-- BRIEF --
Reproduce the passage on children's physical activity and arterial stiffness, everything from "The researchers recruited" down to "more arterial stiffness.".

-- TEXT UNDER STUDY --
*** Block opens ***

It's been documented that active kids tend to perform better in school, are less likely to gain excess weight, develop stronger muscles and bones, and much more. A new report published in Pediatric Exercise Science (2017. doi: http://dx.doi.org/10.1123/pes.2016–0168) adds improved arterial health to the list of benefits.

The arterial stiffness index measures arterial elasticity. Stiffness determines how hard the heart has to work to pump blood through the body. The stiffer the arteries, the harder the heart must work, which increases the chances of heart attack and/or stroke. In this study, scientists wanted to understand the impacts of physical activity and sedentary behavior on arterial stiffness in kids 6–8 years old.

The researchers recruited 136 children, whose arterial stiffness was measured by pulse contour analysis. The quantity and intensity of their physical activity were assessed via heart rate and movement sensor monitoring.

According to the study authors, there was an inverse relationship between arterial stiffness and daily physical activity levels. The threshold value for enough exercise was 68 minutes per day at a minimum of 5 METs (metabolic equivalent of task) or 26 minutes at a minimum of 6 METs. Children whose physical activity levels fell below these points had more arterial stiffness.

*** Block closes ***

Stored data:
*** Block opens ***

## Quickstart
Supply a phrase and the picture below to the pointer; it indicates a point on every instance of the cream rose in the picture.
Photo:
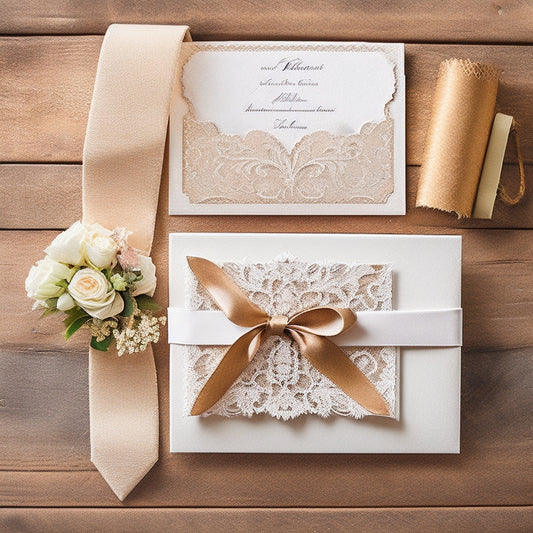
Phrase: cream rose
(148, 283)
(67, 246)
(92, 292)
(43, 277)
(100, 249)
(65, 302)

*** Block closes ***

-- COMPLETED TASK --
The researchers recruited 136 children, whose arterial stiffness was measured by pulse contour analysis. The quantity and intensity of their physical activity were assessed via heart rate and movement sensor monitoring.

According to the study authors, there was an inverse relationship between arterial stiffness and daily physical activity levels. The threshold value for enough exercise was 68 minutes per day at a minimum of 5 METs (metabolic equivalent of task) or 26 minutes at a minimum of 6 METs. Children whose physical activity levels fell below these points had more arterial stiffness.